**Exercise:** Give only the count of lines in the listing that contain the string "asphalt".
━━ Record list
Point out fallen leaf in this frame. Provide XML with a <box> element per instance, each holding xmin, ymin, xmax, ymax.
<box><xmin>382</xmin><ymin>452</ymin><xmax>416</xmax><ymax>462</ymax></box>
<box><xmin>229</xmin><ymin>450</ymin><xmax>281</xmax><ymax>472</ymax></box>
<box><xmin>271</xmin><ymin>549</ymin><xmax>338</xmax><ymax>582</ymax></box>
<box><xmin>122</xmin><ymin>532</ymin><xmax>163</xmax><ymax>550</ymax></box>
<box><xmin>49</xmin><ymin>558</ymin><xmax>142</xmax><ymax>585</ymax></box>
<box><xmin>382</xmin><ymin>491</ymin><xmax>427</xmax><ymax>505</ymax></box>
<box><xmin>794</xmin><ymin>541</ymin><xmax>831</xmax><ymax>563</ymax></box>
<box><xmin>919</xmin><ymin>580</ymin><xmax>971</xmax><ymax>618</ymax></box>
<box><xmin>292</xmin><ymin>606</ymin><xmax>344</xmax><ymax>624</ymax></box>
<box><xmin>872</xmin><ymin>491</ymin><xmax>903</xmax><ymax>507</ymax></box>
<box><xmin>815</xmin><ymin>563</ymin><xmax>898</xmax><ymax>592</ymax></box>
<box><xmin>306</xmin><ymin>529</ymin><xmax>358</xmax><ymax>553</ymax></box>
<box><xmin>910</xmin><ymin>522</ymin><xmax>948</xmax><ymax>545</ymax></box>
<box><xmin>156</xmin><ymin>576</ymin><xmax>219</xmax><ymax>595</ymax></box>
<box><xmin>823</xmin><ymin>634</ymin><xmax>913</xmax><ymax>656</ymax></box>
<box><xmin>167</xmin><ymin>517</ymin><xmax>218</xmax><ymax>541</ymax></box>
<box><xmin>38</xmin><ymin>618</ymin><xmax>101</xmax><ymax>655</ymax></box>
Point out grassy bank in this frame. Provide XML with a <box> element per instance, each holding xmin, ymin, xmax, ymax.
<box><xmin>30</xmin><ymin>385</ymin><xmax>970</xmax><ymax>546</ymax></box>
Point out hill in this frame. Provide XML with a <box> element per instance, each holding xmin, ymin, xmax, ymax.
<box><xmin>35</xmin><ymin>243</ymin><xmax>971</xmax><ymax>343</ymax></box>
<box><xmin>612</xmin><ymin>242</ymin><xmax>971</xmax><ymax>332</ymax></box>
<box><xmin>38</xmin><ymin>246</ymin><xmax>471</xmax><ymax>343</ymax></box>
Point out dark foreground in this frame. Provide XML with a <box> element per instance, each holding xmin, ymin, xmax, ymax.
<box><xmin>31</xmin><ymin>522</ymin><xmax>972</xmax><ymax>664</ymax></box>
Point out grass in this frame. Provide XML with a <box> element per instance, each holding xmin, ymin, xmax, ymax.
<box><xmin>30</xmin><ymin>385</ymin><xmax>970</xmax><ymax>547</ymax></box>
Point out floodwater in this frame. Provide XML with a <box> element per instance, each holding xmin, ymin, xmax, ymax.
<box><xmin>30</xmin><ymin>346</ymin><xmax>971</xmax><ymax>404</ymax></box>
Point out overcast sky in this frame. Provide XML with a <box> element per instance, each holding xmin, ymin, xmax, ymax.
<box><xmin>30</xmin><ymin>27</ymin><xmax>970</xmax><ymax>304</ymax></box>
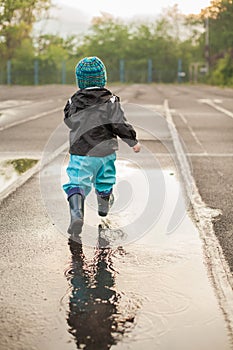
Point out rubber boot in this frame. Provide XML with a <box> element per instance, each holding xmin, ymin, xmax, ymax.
<box><xmin>97</xmin><ymin>193</ymin><xmax>114</xmax><ymax>216</ymax></box>
<box><xmin>68</xmin><ymin>193</ymin><xmax>84</xmax><ymax>234</ymax></box>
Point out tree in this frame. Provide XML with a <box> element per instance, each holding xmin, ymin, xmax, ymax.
<box><xmin>0</xmin><ymin>0</ymin><xmax>51</xmax><ymax>60</ymax></box>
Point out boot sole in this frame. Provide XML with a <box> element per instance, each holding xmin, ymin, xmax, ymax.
<box><xmin>68</xmin><ymin>219</ymin><xmax>83</xmax><ymax>234</ymax></box>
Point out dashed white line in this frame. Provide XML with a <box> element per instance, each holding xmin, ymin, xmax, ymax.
<box><xmin>164</xmin><ymin>100</ymin><xmax>233</xmax><ymax>337</ymax></box>
<box><xmin>199</xmin><ymin>99</ymin><xmax>233</xmax><ymax>118</ymax></box>
<box><xmin>178</xmin><ymin>113</ymin><xmax>206</xmax><ymax>148</ymax></box>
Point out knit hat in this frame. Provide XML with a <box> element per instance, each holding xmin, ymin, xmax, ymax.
<box><xmin>75</xmin><ymin>56</ymin><xmax>107</xmax><ymax>89</ymax></box>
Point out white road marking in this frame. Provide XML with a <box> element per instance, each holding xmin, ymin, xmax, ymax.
<box><xmin>164</xmin><ymin>100</ymin><xmax>233</xmax><ymax>337</ymax></box>
<box><xmin>178</xmin><ymin>113</ymin><xmax>206</xmax><ymax>146</ymax></box>
<box><xmin>198</xmin><ymin>99</ymin><xmax>233</xmax><ymax>118</ymax></box>
<box><xmin>0</xmin><ymin>141</ymin><xmax>69</xmax><ymax>202</ymax></box>
<box><xmin>0</xmin><ymin>107</ymin><xmax>62</xmax><ymax>131</ymax></box>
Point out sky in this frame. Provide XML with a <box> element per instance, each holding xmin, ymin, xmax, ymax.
<box><xmin>35</xmin><ymin>0</ymin><xmax>210</xmax><ymax>36</ymax></box>
<box><xmin>53</xmin><ymin>0</ymin><xmax>210</xmax><ymax>18</ymax></box>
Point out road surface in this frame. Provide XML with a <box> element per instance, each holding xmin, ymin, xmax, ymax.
<box><xmin>0</xmin><ymin>84</ymin><xmax>233</xmax><ymax>350</ymax></box>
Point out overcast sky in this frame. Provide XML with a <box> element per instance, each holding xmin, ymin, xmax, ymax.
<box><xmin>35</xmin><ymin>0</ymin><xmax>210</xmax><ymax>36</ymax></box>
<box><xmin>53</xmin><ymin>0</ymin><xmax>210</xmax><ymax>17</ymax></box>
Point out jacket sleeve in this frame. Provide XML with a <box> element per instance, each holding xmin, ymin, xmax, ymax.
<box><xmin>64</xmin><ymin>98</ymin><xmax>76</xmax><ymax>129</ymax></box>
<box><xmin>108</xmin><ymin>96</ymin><xmax>138</xmax><ymax>147</ymax></box>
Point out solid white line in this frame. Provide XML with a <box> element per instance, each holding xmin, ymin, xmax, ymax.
<box><xmin>0</xmin><ymin>141</ymin><xmax>69</xmax><ymax>202</ymax></box>
<box><xmin>0</xmin><ymin>107</ymin><xmax>62</xmax><ymax>131</ymax></box>
<box><xmin>164</xmin><ymin>100</ymin><xmax>233</xmax><ymax>337</ymax></box>
<box><xmin>200</xmin><ymin>99</ymin><xmax>233</xmax><ymax>118</ymax></box>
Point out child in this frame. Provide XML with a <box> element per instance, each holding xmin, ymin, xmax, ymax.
<box><xmin>63</xmin><ymin>57</ymin><xmax>140</xmax><ymax>234</ymax></box>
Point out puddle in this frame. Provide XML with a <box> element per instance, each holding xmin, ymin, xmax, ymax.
<box><xmin>37</xmin><ymin>160</ymin><xmax>231</xmax><ymax>350</ymax></box>
<box><xmin>0</xmin><ymin>158</ymin><xmax>38</xmax><ymax>192</ymax></box>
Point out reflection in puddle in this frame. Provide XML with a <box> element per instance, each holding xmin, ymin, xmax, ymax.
<box><xmin>0</xmin><ymin>158</ymin><xmax>38</xmax><ymax>191</ymax></box>
<box><xmin>65</xmin><ymin>226</ymin><xmax>139</xmax><ymax>350</ymax></box>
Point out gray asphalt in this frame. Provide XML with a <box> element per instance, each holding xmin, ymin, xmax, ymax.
<box><xmin>0</xmin><ymin>84</ymin><xmax>233</xmax><ymax>350</ymax></box>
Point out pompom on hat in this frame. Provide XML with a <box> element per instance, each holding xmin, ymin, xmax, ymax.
<box><xmin>75</xmin><ymin>56</ymin><xmax>107</xmax><ymax>89</ymax></box>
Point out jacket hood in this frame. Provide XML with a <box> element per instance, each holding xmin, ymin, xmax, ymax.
<box><xmin>71</xmin><ymin>88</ymin><xmax>112</xmax><ymax>110</ymax></box>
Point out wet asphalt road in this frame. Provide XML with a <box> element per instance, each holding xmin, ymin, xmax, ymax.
<box><xmin>0</xmin><ymin>85</ymin><xmax>233</xmax><ymax>350</ymax></box>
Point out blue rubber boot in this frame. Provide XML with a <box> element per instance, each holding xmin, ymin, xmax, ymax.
<box><xmin>68</xmin><ymin>193</ymin><xmax>84</xmax><ymax>234</ymax></box>
<box><xmin>97</xmin><ymin>193</ymin><xmax>114</xmax><ymax>216</ymax></box>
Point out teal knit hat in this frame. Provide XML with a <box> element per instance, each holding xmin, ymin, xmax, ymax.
<box><xmin>75</xmin><ymin>56</ymin><xmax>107</xmax><ymax>89</ymax></box>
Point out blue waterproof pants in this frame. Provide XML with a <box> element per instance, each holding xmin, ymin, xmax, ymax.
<box><xmin>63</xmin><ymin>153</ymin><xmax>116</xmax><ymax>198</ymax></box>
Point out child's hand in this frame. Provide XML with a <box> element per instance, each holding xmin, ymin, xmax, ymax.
<box><xmin>133</xmin><ymin>142</ymin><xmax>141</xmax><ymax>153</ymax></box>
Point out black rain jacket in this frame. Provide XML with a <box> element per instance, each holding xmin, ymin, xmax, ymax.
<box><xmin>64</xmin><ymin>88</ymin><xmax>138</xmax><ymax>157</ymax></box>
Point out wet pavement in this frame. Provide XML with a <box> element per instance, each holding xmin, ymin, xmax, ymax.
<box><xmin>0</xmin><ymin>87</ymin><xmax>232</xmax><ymax>350</ymax></box>
<box><xmin>0</xmin><ymin>158</ymin><xmax>38</xmax><ymax>193</ymax></box>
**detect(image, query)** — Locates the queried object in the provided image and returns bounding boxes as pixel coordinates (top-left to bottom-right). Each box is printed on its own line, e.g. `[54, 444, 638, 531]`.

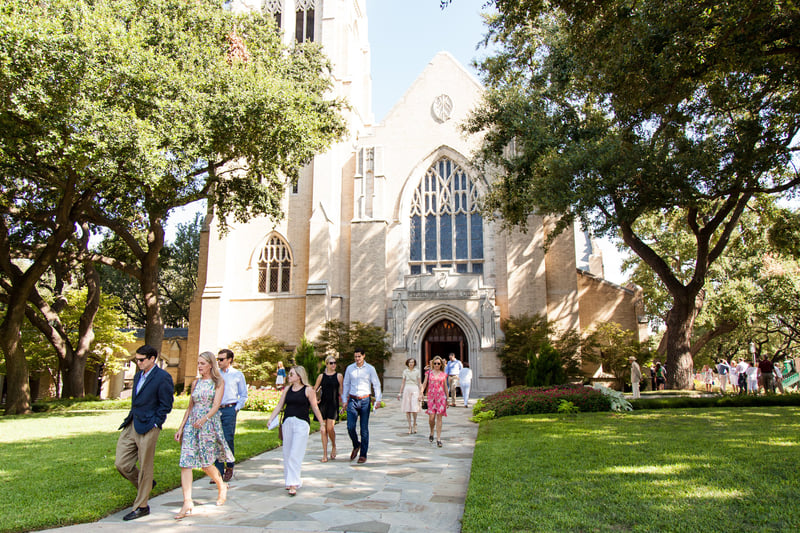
━━━━
**Reply:** 2